* **Records for the task**:
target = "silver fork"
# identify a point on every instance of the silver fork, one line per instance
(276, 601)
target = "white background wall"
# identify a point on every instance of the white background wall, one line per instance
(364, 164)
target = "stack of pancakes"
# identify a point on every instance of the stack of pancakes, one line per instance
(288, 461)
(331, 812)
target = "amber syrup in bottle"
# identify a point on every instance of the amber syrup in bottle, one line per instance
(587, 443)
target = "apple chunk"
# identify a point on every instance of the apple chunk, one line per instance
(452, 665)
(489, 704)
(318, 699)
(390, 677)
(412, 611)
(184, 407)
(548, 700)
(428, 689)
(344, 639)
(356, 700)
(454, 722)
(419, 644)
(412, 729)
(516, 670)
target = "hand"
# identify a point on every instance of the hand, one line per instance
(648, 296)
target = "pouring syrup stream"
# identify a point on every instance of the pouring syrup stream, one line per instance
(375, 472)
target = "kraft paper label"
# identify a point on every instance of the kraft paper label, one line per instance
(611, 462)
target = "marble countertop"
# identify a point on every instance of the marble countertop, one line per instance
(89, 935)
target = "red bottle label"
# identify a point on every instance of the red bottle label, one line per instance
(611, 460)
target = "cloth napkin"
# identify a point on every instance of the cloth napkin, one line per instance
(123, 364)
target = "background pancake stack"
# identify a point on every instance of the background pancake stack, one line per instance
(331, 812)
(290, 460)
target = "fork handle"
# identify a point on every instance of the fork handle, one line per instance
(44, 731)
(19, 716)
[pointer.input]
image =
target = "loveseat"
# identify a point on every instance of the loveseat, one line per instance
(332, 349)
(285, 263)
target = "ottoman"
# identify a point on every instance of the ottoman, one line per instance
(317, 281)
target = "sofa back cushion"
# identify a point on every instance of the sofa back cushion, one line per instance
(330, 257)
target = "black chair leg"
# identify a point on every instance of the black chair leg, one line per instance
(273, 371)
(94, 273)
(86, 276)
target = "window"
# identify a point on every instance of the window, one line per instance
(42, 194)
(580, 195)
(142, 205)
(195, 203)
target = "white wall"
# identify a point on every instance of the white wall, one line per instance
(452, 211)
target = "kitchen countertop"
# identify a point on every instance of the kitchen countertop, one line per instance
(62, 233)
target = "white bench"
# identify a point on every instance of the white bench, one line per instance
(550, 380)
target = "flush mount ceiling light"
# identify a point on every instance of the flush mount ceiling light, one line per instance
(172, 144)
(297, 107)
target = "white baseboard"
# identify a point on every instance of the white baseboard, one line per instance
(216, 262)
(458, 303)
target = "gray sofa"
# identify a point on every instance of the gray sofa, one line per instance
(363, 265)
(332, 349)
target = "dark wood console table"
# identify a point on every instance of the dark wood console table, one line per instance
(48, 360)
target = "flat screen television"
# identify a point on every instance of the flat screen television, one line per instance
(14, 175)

* **Written exercise**: The records above should all be quoted exactly, please.

* **Task result**:
target = "silver fork"
# identify a point on every instance of the silver fork, one line per instance
(276, 601)
target = "white background wall"
# identify a point on every instance of the white background wall, one line per instance
(364, 164)
target = "stack of pancakes"
# identify a point on every instance of the stack of pancakes, one line per instance
(288, 461)
(331, 812)
target = "amber syrup in bottle"
# identify a point on every instance of the amber syrup in bottle, one line per instance
(587, 443)
target = "apple chunk"
# identify a point on every instance of the apple chunk, one line per instance
(452, 665)
(489, 704)
(318, 699)
(390, 677)
(412, 611)
(184, 407)
(548, 700)
(428, 689)
(344, 639)
(356, 700)
(454, 722)
(419, 644)
(412, 729)
(516, 670)
target = "hand"
# identify a point on every instance of the hand, one line per instance
(648, 296)
target = "pouring syrup stream"
# identify a point on every instance of the pouring syrup stream, one line per instance
(375, 472)
target = "kraft paper label"
# identify a point on every instance of the kraft paper label, one line per instance
(611, 462)
target = "marble countertop"
# identify a point on every instance of the marble countertop, one line per instance
(89, 935)
target = "red bottle label"
# identify a point on every instance of the red bottle label, one line per instance
(611, 460)
target = "cloth napkin"
# identify a point on every instance of the cloth napkin, one line per instance
(123, 364)
target = "background pancake stack"
# identify a point on every instance of the background pancake stack, one line per instance
(331, 812)
(290, 460)
target = "fork handle"
# identify a point on every instance of the fork handle, one line per instance
(44, 731)
(19, 716)
[pointer.input]
image =
target = "loveseat"
# identify a point on every instance of the loveseat, one line per instance
(332, 349)
(285, 263)
target = "ottoman"
# identify a point on every instance of the ottoman, one line per instance
(317, 281)
target = "sofa back cushion"
# identify a point on every instance of the sofa back cushion, one line per instance
(330, 257)
target = "black chair leg"
# identify a point on every instance of the black chair leg, one line per instance
(273, 371)
(94, 273)
(86, 276)
target = "window"
# identify a point on every instance of the window, one line per instance
(42, 194)
(580, 195)
(142, 205)
(195, 203)
target = "white wall"
# identify a point on every instance of the white wall, one line per instance
(452, 211)
target = "kitchen countertop"
# identify a point on every instance of the kitchen countertop, one line per instance
(62, 233)
target = "white bench"
# identify a point on every instance of the white bench, one line per instance
(550, 380)
target = "flush mount ceiling light"
# identify a point on every instance of the flush mount ceiling light, one line per instance
(172, 144)
(297, 107)
target = "white baseboard"
# identify a point on every instance of the white baseboard, one line per instance
(216, 262)
(458, 303)
target = "gray sofa"
# identify a point on every instance of the gray sofa, one line per instance
(363, 265)
(332, 349)
target = "dark wood console table"
# identify a point on every instance of the dark wood console table, one line per instance
(48, 360)
target = "flat screen television"
# identify a point on every instance of the flat screen television, one line per instance
(14, 175)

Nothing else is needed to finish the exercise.